In [1]:
!kill -9 1233966                  

In [None]:
!nvidia-smi

In [1]:
import numpy as np
import argparse
import os
import matplotlib.pyplot as plt
from tqdm import tqdm

import torch
from torch.utils.data import DataLoader
from torchvision.datasets import CIFAR100, CIFAR10

In [2]:
import clip

In [3]:
def zeroshot_classifier(classnames, templates):
    with torch.no_grad():
        zeroshot_weights = []
        
        for classname in tqdm(classnames):
            texts = [template.format(classname) for template in templates]
            texts = clip.tokenize(texts).cuda()
            
            class_embeddings = model.encode_text(texts)
            class_embeddings /= class_embeddings.norm(dim=-1, keepdim=True)
            class_embedding = class_embeddings.mean(dim=0)
            class_embedding /= class_embedding.norm()
            
            zeroshot_weights.append(class_embedding)
            
        zeroshot_weights = torch.stack(zeroshot_weights, dim=1).cuda()
        
    return zeroshot_weights

In [4]:
def accuracy(output, target, topk=(1,), ensemble=False):
    
    if ensemble:
        output = output.topk(1, 1, True, True)[0]
        output = output.reshape(100, 100)
    
    pred = output.topk(max(topk), 1, True, True)[1].t()
    correct = pred.eq(target.view(1, -1).expand_as(pred))
    return [float(correct[:k].reshape(-1).float().sum(0, keepdim=True).cpu().numpy()) for k in topk]

In [5]:
def zeroshot_learning(model, dataset, dataloader, prompt, ensemble=False):
    with torch.no_grad():
        
        if ensemble == False:
            zeroshot_weights = zeroshot_classifier(dataset.classes, prompt)
        else:
            zeroshot_weights = [
                zeroshot_classifier(dataset.classes, [p]) for p in prompt
            ]
        
        top1, top5, n = 0., 0., 0.

        for i, (images, targets) in enumerate(tqdm(dataloader)):
            images, targets = images.cuda(), targets.cuda()
            
            
            images_features = model.encode_image(images)
            images_features /= images_features.norm(dim=-1, keepdim=True)
            
            # predict
            if ensemble == False:
                logits = 100. * images_features @ zeroshot_weights
            else:
#                 logits = 0
                
#                 for zeroshot_weight in zeroshot_weights:
#                     logits += 100. * images_features @ zeroshot_weight
                    
#                 logits /= len(zeroshot_weights)

* **REQUEST**: Rewrite the notebook cell that begins "def zeroshot_classifier(classnames, templates):" as a brief list of the steps it performs. The material that follows has no connection to the notebook above.

* **MATERIAL**:

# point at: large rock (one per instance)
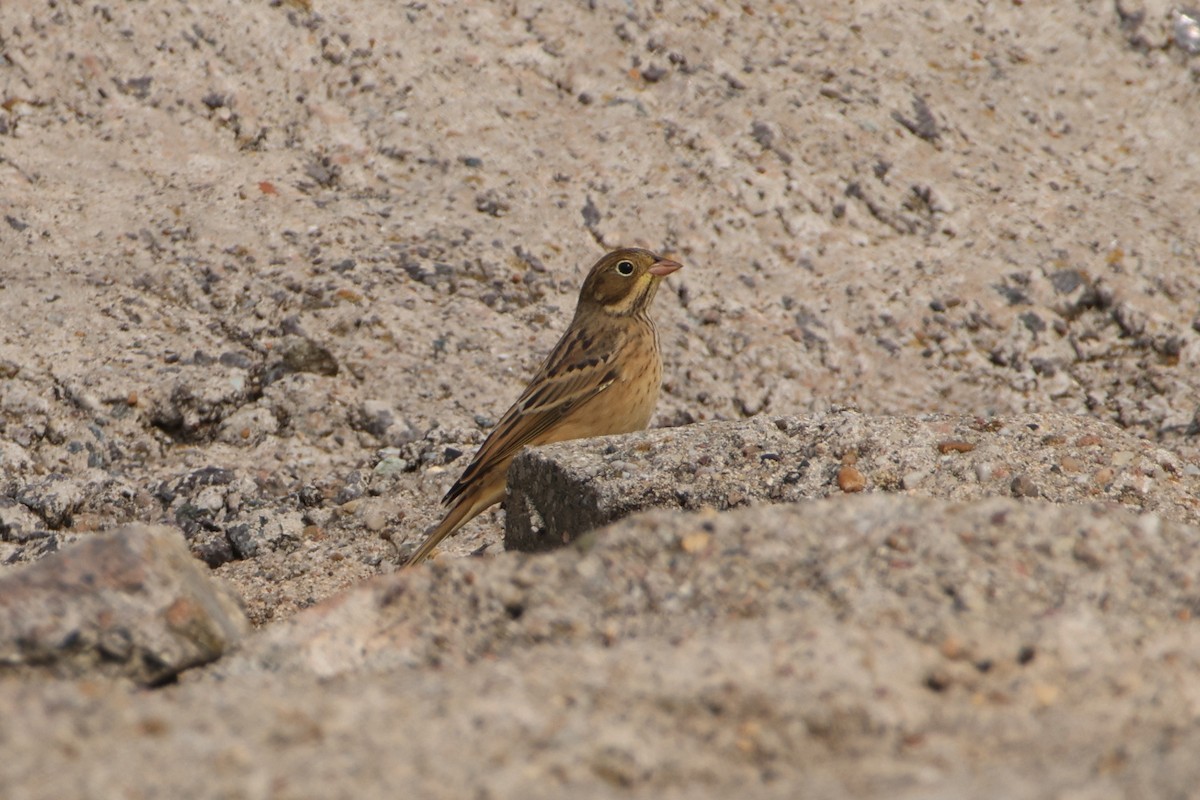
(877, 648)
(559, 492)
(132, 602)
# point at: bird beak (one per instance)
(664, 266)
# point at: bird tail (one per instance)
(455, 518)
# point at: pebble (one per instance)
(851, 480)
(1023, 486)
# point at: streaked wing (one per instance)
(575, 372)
--
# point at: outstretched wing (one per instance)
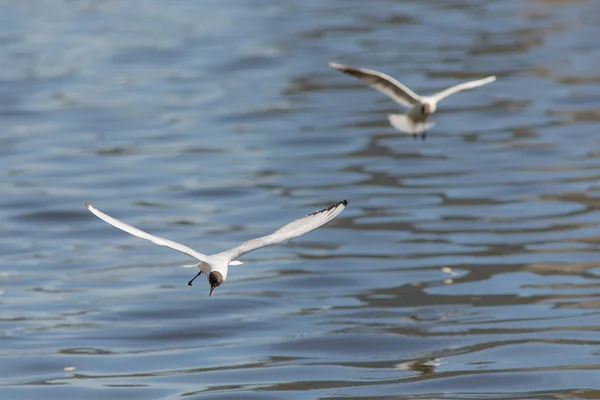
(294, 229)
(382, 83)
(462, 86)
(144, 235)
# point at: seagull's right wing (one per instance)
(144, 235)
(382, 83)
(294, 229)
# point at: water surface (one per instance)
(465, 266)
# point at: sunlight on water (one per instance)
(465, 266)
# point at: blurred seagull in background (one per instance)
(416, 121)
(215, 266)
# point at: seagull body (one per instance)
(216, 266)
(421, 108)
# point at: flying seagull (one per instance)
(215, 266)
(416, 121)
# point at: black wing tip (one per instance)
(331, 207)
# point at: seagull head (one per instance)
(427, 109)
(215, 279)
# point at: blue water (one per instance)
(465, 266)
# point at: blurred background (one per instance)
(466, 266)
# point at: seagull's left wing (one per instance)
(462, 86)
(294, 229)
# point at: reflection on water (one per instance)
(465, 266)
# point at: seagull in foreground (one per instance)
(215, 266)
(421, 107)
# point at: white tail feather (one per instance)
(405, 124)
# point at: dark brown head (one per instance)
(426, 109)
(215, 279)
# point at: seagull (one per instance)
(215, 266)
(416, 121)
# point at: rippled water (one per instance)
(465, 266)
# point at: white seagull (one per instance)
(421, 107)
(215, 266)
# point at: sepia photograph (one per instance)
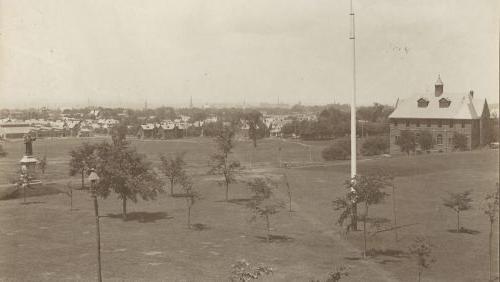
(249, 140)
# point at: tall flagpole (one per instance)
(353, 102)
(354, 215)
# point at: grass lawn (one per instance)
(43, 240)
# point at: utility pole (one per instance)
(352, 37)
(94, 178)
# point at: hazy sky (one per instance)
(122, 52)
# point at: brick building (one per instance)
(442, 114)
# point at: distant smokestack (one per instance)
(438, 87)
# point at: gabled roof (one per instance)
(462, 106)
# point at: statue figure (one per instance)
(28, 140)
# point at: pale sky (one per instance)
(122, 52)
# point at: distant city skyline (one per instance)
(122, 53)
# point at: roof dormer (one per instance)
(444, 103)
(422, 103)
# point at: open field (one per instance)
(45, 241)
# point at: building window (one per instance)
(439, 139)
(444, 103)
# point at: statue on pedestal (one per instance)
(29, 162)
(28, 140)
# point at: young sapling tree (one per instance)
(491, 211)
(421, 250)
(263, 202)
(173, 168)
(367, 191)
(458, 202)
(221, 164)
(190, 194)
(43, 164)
...
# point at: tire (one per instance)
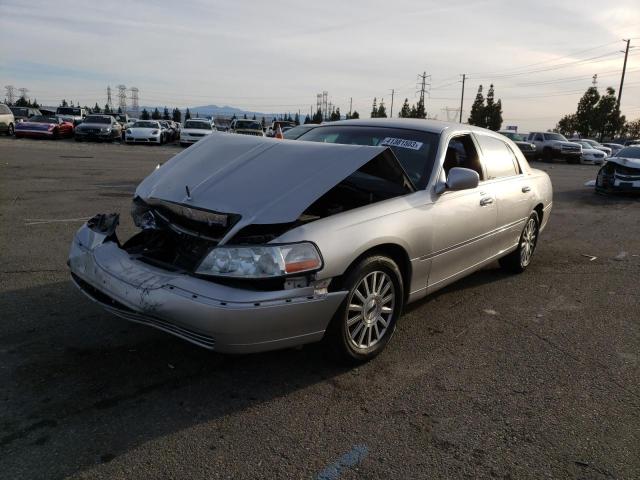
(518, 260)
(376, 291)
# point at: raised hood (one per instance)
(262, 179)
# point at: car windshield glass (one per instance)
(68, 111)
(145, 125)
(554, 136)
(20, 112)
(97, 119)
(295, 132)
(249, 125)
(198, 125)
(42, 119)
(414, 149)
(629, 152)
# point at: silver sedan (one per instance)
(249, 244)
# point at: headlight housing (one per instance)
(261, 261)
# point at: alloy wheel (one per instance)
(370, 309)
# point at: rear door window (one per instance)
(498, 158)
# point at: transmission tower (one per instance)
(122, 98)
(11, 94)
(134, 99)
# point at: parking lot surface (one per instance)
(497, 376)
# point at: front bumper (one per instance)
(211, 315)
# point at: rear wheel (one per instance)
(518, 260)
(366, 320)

* **FINAL RESULT**:
- Runs everything inside torch.no_grad() and starts an empty zeroshot_weights list.
- Loops over the class names with a tqdm progress bar.
- For each class name:
  - Fills every template with the class name.
  - Tokenizes the texts with clip.tokenize and calls .cuda().
  - Encodes the texts with model.encode_text and normalizes each embedding.
  - Averages them into one class embedding, normalizes it again and appends it to zeroshot_weights.
- Stacks the class embeddings along dim=1, calls .cuda() and returns the result.